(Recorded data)
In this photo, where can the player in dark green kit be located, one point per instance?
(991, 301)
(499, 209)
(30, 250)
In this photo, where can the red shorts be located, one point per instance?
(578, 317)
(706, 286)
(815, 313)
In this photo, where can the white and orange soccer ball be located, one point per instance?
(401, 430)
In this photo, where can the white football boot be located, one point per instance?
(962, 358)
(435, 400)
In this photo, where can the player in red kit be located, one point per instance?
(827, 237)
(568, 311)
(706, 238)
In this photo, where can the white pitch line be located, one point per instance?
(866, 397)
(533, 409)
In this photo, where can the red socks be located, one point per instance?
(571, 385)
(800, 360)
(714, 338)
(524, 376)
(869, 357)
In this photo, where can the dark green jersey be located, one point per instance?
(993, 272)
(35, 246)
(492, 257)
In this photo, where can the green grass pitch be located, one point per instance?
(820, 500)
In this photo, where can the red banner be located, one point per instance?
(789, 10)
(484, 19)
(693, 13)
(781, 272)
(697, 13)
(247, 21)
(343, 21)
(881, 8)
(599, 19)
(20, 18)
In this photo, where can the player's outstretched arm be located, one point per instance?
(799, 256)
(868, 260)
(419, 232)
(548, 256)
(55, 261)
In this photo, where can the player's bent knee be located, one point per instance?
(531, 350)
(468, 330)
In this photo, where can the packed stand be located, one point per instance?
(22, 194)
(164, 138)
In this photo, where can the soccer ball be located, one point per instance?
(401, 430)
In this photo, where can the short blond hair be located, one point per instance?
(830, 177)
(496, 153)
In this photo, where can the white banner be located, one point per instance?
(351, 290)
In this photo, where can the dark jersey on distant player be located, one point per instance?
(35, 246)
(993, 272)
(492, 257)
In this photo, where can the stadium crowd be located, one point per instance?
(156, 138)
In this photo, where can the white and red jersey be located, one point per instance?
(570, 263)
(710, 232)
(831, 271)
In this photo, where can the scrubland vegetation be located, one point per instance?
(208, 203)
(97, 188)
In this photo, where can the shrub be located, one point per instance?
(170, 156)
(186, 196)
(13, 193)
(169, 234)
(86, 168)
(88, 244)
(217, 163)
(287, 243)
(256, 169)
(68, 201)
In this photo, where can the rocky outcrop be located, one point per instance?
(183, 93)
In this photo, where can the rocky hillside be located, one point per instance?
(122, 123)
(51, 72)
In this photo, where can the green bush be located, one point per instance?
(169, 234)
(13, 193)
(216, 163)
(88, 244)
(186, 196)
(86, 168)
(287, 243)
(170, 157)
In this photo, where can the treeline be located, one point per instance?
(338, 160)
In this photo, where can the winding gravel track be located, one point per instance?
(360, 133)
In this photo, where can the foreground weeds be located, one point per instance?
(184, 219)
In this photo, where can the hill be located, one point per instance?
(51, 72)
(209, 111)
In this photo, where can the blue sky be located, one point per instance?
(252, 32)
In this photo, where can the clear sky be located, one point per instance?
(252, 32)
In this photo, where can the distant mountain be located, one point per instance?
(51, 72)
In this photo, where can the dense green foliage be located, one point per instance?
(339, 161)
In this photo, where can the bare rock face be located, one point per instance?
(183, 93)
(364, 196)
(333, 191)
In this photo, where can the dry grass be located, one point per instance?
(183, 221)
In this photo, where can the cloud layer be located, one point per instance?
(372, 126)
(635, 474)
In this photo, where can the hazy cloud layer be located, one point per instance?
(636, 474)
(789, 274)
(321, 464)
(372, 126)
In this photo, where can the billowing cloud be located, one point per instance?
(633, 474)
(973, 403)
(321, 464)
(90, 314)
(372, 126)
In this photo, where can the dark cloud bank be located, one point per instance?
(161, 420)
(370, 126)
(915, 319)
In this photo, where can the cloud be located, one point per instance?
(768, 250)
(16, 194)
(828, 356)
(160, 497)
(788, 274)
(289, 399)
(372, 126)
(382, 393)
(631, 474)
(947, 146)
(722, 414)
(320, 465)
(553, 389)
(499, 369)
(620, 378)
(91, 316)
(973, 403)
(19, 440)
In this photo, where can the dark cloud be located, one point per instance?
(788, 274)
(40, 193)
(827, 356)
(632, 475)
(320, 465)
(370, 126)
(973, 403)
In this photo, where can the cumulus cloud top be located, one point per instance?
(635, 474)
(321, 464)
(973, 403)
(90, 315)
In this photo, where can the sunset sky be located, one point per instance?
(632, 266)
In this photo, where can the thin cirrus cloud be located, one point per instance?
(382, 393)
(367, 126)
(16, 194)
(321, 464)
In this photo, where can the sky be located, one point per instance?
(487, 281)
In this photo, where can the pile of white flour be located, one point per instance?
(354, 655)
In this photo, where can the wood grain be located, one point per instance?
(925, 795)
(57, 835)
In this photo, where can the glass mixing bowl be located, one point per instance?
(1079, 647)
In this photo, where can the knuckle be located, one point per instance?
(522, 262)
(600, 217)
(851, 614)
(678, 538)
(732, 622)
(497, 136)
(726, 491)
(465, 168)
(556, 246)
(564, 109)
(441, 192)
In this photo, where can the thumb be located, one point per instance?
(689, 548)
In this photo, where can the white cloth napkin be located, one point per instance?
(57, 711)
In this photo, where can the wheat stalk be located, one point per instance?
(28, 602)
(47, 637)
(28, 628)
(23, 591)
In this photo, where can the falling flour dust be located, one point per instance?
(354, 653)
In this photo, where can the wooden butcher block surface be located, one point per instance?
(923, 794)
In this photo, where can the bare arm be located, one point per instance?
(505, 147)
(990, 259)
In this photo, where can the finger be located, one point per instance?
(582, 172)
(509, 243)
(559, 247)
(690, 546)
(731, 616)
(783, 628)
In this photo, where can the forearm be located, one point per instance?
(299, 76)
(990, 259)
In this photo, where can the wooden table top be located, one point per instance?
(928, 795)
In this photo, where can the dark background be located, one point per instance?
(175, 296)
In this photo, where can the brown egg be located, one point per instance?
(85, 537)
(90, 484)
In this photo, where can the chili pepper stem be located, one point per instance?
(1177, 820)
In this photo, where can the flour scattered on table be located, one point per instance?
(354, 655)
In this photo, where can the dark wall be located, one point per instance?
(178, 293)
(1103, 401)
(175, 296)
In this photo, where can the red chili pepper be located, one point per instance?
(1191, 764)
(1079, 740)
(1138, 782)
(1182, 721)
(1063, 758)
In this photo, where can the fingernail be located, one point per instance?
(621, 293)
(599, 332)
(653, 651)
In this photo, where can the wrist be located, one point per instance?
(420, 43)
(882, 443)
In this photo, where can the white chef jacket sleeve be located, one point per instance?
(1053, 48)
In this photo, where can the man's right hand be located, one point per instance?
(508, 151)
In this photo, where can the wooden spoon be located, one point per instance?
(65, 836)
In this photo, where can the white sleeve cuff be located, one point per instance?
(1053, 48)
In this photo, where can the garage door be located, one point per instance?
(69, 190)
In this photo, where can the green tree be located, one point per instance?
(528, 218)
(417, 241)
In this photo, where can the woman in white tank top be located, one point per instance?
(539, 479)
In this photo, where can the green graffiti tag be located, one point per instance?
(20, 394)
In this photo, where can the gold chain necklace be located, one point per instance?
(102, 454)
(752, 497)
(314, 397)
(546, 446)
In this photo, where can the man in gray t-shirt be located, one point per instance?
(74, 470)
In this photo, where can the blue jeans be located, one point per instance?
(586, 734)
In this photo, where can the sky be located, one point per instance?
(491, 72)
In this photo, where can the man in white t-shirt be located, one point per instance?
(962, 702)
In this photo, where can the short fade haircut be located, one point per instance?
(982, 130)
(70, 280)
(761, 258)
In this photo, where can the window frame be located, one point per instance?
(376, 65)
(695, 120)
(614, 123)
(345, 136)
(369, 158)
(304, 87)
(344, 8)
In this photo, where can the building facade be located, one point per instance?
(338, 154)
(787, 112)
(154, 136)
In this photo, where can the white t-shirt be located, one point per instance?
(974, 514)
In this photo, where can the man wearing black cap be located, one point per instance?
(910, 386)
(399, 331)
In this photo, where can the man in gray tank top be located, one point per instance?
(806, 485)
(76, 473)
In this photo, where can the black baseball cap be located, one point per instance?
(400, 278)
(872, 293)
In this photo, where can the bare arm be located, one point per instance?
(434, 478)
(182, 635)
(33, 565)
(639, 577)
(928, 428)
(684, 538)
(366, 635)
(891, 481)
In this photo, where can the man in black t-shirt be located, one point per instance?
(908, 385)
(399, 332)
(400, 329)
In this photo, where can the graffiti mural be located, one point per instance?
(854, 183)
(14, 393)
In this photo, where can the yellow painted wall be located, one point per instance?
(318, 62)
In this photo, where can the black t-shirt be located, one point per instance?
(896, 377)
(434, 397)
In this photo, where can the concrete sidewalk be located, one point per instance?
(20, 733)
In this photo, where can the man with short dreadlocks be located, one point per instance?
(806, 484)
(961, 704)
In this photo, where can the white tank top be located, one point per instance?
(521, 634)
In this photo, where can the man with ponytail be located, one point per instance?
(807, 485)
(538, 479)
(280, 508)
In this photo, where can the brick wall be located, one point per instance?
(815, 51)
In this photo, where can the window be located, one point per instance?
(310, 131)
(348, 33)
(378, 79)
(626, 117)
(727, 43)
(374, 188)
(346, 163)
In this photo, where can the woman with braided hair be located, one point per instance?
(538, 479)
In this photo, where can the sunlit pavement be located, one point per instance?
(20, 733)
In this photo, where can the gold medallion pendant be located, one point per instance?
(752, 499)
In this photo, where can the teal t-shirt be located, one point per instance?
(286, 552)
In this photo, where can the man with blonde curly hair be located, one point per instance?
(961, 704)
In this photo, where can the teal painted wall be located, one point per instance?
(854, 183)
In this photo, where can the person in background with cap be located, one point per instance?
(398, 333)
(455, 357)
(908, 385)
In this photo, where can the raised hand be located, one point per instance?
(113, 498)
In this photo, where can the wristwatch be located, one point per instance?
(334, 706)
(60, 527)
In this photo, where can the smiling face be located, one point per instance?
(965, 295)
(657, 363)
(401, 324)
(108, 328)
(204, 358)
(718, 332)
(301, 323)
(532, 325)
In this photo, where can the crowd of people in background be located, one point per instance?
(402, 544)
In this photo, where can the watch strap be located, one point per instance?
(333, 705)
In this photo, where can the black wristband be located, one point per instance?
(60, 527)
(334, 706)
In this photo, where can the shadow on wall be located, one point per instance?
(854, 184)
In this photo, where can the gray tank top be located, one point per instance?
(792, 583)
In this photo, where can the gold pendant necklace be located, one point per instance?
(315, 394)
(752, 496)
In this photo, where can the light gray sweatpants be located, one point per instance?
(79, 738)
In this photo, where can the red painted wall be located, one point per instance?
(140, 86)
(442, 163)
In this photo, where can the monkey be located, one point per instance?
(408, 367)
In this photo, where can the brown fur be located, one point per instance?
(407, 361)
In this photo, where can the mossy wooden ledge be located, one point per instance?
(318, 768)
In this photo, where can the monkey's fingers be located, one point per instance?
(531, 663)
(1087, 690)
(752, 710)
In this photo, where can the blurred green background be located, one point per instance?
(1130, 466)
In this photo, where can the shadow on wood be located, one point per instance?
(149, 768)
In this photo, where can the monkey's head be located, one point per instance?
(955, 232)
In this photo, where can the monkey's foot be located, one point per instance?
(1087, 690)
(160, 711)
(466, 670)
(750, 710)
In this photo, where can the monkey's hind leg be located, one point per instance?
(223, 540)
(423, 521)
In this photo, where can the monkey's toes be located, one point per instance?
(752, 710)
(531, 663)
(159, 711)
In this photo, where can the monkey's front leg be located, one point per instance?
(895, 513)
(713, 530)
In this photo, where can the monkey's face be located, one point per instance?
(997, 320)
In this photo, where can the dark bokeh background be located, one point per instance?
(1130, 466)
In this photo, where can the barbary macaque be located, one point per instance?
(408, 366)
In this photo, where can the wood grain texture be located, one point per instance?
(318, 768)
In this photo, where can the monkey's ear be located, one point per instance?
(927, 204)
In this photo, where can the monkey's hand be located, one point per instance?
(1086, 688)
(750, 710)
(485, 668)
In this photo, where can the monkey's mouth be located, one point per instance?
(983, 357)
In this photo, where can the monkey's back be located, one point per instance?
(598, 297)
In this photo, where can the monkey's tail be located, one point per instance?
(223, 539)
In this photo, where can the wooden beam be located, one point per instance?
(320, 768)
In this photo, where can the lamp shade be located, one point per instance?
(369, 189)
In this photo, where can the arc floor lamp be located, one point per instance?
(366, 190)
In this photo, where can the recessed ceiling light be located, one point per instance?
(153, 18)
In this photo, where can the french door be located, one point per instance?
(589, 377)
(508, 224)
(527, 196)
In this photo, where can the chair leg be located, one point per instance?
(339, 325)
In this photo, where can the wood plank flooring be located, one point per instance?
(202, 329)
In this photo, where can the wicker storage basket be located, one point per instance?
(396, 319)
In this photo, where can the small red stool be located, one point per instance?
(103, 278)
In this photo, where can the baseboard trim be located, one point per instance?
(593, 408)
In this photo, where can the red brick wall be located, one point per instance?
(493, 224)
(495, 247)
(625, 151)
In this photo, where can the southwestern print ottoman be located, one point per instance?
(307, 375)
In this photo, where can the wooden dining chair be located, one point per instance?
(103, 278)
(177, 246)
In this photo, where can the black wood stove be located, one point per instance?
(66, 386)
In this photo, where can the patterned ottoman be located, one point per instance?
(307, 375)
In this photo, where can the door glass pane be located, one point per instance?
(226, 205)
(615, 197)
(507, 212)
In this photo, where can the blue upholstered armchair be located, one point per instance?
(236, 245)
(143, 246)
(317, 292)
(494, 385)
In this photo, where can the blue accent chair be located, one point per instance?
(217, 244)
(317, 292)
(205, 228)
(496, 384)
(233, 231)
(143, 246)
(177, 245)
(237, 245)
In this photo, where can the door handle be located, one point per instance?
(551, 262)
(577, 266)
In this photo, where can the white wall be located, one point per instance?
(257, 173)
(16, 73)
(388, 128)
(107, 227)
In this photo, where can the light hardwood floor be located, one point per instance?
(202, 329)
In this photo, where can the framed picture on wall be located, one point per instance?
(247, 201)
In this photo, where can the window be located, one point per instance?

● **WHAT YOU ARE ASKED TO DO**:
Copy out the stretch of the records from the line containing "In this photo, where can the blue upholstered" through the end of the records, keeping each line exactly as it appears.

● **OUTPUT OF THE EXERCISE**:
In this photo, where can the blue upholstered armchair be located, one point per instance?
(236, 245)
(143, 246)
(317, 292)
(494, 385)
In this photo, where can the blue accent chair be located, one point per instance?
(217, 244)
(317, 292)
(205, 228)
(496, 384)
(233, 231)
(143, 246)
(177, 245)
(237, 245)
In this photo, where can the door handle be located, one point per instance?
(551, 262)
(577, 266)
In this photo, where can the white wall be located, one point per instance?
(257, 173)
(16, 73)
(388, 128)
(107, 227)
In this photo, where can the light hardwood floor be located, one point per instance?
(202, 329)
In this photo, where can the framed picture on wall be located, one point per instance?
(247, 201)
In this photo, where can the window be located, one point per instance?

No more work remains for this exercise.